▶ [AIM OF THE TASK]: Would you copy out the whole listing exactly as given?

Object pointing dataset rows
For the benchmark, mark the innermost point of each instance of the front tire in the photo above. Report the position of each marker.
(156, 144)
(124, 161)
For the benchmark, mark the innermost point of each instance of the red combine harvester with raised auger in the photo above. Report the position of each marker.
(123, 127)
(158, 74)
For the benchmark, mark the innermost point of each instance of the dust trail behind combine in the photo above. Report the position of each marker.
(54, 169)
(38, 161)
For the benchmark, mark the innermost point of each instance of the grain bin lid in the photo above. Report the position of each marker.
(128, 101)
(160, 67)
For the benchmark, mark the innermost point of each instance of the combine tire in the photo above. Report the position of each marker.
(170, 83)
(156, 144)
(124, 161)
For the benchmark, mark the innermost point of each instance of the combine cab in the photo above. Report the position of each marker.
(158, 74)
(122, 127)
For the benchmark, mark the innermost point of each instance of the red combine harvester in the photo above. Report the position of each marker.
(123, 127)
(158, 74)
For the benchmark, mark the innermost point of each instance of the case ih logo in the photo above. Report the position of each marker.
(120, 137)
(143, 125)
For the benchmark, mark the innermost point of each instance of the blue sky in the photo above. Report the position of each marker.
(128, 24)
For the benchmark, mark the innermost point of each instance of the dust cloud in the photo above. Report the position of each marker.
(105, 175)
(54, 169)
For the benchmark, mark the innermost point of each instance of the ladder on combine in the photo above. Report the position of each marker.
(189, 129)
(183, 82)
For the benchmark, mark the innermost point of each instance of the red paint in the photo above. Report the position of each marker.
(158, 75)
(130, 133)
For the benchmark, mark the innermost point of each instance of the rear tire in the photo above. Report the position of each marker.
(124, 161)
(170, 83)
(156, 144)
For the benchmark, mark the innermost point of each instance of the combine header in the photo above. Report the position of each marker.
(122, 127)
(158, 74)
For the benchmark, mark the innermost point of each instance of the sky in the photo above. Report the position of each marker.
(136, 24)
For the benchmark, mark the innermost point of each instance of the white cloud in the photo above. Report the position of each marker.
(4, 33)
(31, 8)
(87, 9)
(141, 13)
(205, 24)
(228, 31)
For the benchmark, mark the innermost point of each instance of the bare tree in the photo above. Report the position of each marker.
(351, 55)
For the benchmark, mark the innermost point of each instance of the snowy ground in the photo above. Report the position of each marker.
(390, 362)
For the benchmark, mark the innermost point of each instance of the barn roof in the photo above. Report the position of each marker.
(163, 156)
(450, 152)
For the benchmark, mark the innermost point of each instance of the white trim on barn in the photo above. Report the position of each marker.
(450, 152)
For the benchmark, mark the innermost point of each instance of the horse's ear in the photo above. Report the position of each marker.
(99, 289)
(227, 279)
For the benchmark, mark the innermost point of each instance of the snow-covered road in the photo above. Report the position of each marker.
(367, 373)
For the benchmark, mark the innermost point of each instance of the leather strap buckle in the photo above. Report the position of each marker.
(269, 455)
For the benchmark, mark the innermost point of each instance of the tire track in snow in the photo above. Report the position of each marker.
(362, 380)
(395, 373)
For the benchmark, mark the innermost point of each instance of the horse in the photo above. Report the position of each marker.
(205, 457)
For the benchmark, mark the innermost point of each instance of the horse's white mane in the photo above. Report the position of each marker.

▶ [RESPONSE BELOW]:
For the benchmark, mark the innermost point of each instance of the front tire in the photo above. Report the position of each marker.
(156, 144)
(124, 161)
For the benchmark, mark the innermost point of each instance of the red combine harvester with raised auger in the photo above. Report the position of each marker.
(123, 127)
(158, 74)
For the benchmark, mark the innermost point of each instance of the dust trail behind combine in the photo above. Report the position of each marker.
(54, 169)
(38, 161)
For the benchmark, mark the innermost point of each instance of the grain bin lid in the photo above. Report the position of each marker.
(128, 101)
(160, 67)
For the benchmark, mark the innermost point of each instance of the combine tire in the photo above. Report the position of each marker.
(170, 83)
(156, 144)
(124, 161)
For the benchmark, mark the innermost point of each instance of the combine cab in the photo above. Report the position of each marker.
(158, 74)
(122, 127)
For the benchmark, mark the innermost point of each instance of the red combine harvester in the photo above. Report the position of each marker.
(123, 127)
(158, 74)
For the benchmark, mark the innermost point of each instance of the case ih logo in the photo above. Report the position of each marker.
(120, 137)
(143, 125)
For the benchmark, mark the innermost point of each instance of the blue sky in the photo above. Report the position of each marker.
(128, 24)
For the benchmark, mark the innermost point of each instance of the dust cloud in the photo above. Report the position of each marker.
(105, 175)
(54, 169)
For the benchmark, mark the innermost point of each instance of the ladder on combine in the photo above. Report the position of each marker.
(189, 129)
(183, 82)
For the benchmark, mark the innermost point of each instance of the red paint in the photo above. Report the position of each marker.
(158, 75)
(130, 133)
For the benchmark, mark the innermost point of each instance of the rear tire in the photo above. Report the position of each marker.
(124, 161)
(170, 83)
(156, 144)
For the benchmark, mark the innermost point of each instance of the combine header in the photo above. Report the position of each marker.
(122, 127)
(158, 74)
For the benchmark, mark the innermost point of each instance of the sky in the photo above. Report the position of each marker.
(136, 24)
For the benchmark, mark the innermost point of each instance of the white cloud in the photo above. Report the position of each marker.
(4, 33)
(31, 8)
(87, 9)
(141, 13)
(205, 24)
(228, 31)
For the benchmark, mark the innermost point of each instance of the bare tree in the photo above. Report the position of each marker.
(351, 55)
For the benchmark, mark the innermost point of each instance of the snowy ground in the photo above. Report the position of each marker.
(390, 362)
For the benchmark, mark the innermost point of each instance of the barn roof in the photo above. Report the position of each marker.
(163, 156)
(450, 152)
For the benchmark, mark the innermost point of each instance of the white trim on barn in the photo above. Report the position of each marker.
(450, 152)
For the benchmark, mark the innermost point of each instance of the horse's ear in the photo above. Report the position of each marker.
(99, 289)
(227, 279)
For the benchmark, mark the innermost point of each instance of the snow-covered road in the photo above. Report the position of each marker.
(367, 373)
For the benchmark, mark the innermost point of each instance of the leather strap buckle in the photo above. Report the position of each marker.
(269, 455)
For the benchmark, mark the innermost point of each instance of the tire track in snow in the photo above. Report the position of each marker.
(362, 380)
(395, 373)
For the benchmark, mark the innermost point of each instance of the horse in the photo above. Report the position of each marker.
(205, 457)
For the benchmark, mark the innermost point of each instance of the horse's white mane in the photo above. Report the position of each marker.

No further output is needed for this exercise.